**Set problem:** Report each line of the records below that contains the string "mask".

**Pointing and labeling records:**

________________

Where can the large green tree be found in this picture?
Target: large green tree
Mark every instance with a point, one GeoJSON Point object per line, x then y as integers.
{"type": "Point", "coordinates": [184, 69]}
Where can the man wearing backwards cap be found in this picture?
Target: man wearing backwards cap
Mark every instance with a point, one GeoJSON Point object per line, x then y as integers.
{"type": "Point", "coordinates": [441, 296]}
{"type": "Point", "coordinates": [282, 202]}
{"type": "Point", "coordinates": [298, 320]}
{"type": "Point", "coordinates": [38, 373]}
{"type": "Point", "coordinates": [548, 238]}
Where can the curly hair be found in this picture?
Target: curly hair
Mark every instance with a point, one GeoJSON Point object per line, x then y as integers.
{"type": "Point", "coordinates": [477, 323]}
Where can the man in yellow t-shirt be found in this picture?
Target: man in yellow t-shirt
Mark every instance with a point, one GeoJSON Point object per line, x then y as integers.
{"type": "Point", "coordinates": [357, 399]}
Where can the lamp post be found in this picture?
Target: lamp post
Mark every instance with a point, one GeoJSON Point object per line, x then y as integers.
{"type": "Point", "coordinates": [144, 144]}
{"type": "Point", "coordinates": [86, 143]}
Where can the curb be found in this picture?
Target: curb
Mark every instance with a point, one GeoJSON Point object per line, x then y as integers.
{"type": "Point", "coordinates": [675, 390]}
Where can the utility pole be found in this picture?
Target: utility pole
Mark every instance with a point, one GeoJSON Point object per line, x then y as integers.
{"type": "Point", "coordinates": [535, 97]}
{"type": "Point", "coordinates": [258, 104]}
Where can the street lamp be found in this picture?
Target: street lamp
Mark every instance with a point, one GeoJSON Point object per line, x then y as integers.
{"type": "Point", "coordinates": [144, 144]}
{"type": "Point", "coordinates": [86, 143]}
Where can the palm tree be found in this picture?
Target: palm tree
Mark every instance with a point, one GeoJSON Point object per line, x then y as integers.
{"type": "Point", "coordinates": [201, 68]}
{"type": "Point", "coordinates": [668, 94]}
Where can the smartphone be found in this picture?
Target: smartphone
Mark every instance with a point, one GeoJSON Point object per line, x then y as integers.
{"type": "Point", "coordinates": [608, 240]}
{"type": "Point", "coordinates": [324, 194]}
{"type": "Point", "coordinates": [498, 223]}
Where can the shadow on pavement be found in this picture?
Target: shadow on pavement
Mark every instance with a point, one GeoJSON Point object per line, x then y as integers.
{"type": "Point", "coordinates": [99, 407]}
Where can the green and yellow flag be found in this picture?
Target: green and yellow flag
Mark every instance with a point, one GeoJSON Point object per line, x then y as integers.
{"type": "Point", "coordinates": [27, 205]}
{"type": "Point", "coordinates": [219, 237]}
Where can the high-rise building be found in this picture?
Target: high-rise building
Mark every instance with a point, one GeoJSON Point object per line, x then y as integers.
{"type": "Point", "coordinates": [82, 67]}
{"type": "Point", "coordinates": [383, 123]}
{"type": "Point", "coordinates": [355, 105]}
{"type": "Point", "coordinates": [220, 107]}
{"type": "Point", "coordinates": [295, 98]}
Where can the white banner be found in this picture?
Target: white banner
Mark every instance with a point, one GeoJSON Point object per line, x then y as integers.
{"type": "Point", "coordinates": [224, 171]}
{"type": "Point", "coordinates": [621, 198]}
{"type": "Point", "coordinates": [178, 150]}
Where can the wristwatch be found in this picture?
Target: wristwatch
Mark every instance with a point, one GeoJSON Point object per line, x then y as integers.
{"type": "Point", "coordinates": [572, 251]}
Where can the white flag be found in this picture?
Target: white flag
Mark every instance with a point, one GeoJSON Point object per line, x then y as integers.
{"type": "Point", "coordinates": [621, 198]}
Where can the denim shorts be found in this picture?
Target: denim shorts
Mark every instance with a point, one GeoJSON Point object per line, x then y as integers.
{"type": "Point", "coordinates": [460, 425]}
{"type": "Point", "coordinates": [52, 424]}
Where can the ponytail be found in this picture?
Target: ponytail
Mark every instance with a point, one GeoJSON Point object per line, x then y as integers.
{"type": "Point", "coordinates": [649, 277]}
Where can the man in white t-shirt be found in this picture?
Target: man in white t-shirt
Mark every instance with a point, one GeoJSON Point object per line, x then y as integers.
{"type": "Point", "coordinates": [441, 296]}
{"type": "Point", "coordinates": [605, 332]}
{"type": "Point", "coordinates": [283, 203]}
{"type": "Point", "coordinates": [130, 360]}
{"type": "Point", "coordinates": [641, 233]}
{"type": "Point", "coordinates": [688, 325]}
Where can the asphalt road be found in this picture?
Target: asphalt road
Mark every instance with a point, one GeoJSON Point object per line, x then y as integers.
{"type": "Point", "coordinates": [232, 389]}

________________

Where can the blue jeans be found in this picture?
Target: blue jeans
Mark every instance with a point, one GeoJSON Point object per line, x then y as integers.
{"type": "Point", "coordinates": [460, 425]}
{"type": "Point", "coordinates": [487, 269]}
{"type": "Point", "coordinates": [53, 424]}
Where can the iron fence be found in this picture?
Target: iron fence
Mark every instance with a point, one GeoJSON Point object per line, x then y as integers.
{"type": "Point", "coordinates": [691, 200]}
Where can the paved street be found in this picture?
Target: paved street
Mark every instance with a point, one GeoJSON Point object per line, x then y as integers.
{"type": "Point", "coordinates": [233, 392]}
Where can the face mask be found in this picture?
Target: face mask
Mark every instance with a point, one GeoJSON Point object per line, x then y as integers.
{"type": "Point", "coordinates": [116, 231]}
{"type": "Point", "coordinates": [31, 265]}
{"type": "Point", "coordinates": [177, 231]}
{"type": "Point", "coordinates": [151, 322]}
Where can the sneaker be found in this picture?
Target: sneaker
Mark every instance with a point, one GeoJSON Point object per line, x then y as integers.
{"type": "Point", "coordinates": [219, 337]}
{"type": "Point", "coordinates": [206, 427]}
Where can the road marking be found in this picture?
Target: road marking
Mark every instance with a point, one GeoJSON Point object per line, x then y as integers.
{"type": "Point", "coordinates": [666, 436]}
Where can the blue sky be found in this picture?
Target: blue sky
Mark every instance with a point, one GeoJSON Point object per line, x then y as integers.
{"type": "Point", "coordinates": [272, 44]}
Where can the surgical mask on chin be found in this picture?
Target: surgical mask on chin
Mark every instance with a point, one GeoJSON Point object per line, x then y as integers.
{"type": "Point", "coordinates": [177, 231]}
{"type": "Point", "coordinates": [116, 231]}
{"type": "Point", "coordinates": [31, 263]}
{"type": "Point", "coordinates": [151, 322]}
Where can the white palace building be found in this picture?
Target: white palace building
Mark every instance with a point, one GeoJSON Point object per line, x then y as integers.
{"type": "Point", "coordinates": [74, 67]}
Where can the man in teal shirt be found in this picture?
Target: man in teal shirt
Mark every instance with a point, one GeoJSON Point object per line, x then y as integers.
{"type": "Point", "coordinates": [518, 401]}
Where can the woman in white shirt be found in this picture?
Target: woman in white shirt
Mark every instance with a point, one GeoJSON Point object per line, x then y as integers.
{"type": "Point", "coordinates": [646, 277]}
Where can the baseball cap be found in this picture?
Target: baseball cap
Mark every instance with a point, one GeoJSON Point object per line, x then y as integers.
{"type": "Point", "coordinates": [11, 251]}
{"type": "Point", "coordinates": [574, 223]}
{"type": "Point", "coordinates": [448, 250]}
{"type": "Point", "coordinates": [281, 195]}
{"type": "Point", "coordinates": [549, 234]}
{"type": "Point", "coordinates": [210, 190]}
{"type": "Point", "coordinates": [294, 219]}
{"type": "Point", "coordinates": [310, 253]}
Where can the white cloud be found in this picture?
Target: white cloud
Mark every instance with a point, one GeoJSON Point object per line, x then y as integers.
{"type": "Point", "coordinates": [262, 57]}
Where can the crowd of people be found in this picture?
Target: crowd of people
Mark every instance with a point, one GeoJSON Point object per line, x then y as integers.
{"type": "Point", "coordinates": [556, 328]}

________________

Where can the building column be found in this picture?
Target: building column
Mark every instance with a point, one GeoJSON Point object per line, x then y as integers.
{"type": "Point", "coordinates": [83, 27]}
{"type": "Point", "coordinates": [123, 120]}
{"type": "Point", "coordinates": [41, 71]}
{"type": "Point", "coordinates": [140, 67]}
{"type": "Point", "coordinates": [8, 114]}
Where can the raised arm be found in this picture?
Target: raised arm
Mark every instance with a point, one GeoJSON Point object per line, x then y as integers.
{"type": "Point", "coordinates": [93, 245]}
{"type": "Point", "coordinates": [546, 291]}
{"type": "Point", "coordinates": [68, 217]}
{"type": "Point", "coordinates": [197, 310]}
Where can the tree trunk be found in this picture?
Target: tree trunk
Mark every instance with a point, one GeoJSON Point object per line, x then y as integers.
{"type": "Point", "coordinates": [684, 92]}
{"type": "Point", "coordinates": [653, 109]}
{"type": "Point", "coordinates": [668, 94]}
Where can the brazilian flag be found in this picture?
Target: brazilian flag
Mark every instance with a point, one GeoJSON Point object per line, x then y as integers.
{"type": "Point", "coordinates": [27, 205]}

________________

**Correct answer:**
Where can the face mask be found in this picture?
Target: face mask
Where can the surgical mask on chin be found in this picture?
Target: surgical mask on chin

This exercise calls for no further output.